= The problem =
Extract from the listing below each line that contains the word "white".
────
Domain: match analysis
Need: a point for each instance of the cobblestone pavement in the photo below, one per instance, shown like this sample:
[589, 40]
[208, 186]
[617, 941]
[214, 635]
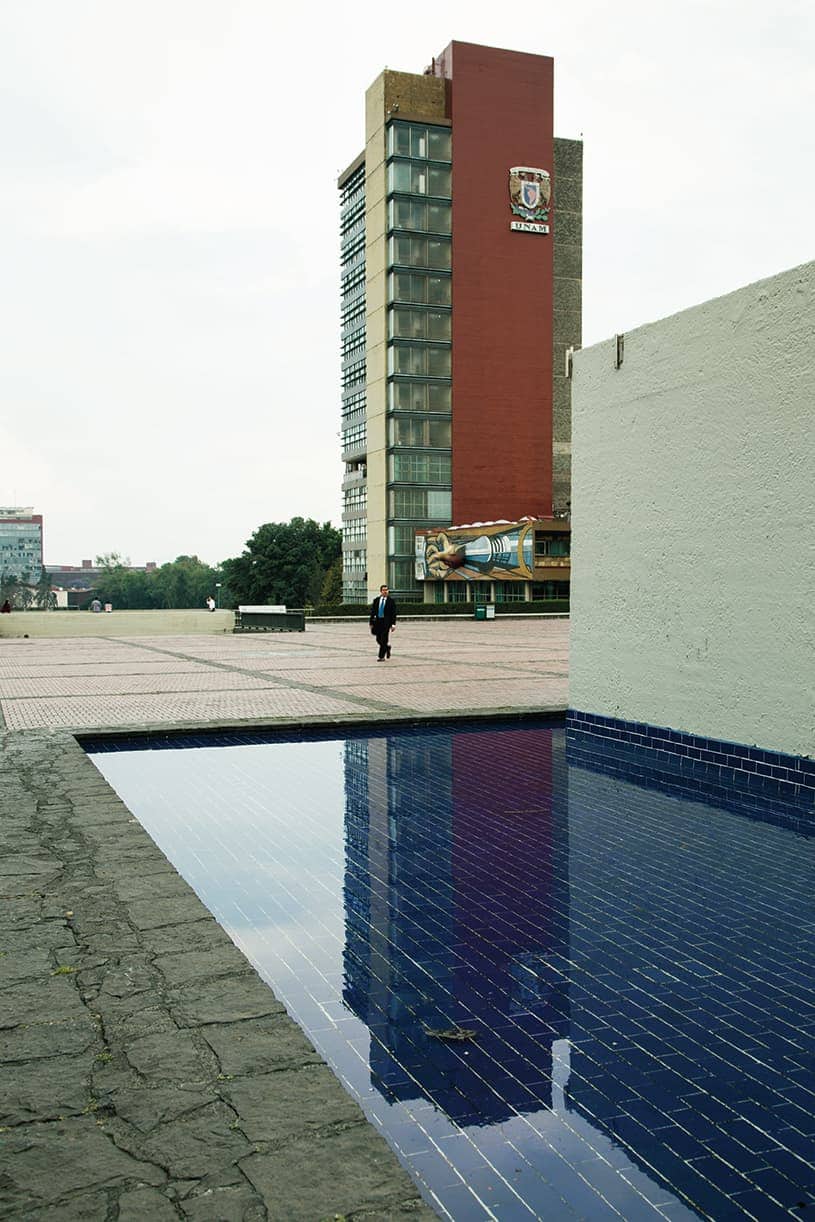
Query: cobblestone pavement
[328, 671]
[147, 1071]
────
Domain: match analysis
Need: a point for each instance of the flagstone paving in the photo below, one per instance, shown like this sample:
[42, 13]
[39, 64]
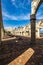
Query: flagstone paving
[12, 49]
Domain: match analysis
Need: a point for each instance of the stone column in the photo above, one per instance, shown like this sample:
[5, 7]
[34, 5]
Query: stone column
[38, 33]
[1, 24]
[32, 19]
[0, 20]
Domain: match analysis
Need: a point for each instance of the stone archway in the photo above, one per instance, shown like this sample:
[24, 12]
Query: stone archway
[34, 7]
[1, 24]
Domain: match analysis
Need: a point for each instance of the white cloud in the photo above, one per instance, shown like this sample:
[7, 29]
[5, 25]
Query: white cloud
────
= Finished task =
Need: a point for each instance of the white cloud in the photo above, one per instance, shown like this sample:
Query: white cloud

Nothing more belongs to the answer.